(Dataset entries)
Content starts
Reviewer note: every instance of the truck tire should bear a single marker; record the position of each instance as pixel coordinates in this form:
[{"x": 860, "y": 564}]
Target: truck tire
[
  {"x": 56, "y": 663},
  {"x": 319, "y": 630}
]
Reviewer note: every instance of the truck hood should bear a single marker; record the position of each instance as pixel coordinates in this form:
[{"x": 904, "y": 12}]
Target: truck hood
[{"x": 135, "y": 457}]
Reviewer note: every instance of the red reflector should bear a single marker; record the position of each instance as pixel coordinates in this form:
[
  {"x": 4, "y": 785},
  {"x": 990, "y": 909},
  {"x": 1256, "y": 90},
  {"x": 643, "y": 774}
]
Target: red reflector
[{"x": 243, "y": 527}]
Content ends
◆ **About this task**
With the line that contains "Reviewer note: every instance of the truck hood" as the start, output every line through the end of the entries exactly. Add no other lines.

◆ **Answer area**
Reviewer note: every instance of the truck hood should bear a single marker; record the position of each instance as pixel coordinates in this form:
[{"x": 904, "y": 12}]
Target: truck hood
[{"x": 135, "y": 457}]
Reviewer note: every instance of the red reflector should bear a single marker; record the position of each instance as pixel coordinates in this form:
[
  {"x": 4, "y": 785},
  {"x": 990, "y": 909},
  {"x": 1256, "y": 90},
  {"x": 643, "y": 774}
]
Target: red reflector
[{"x": 243, "y": 527}]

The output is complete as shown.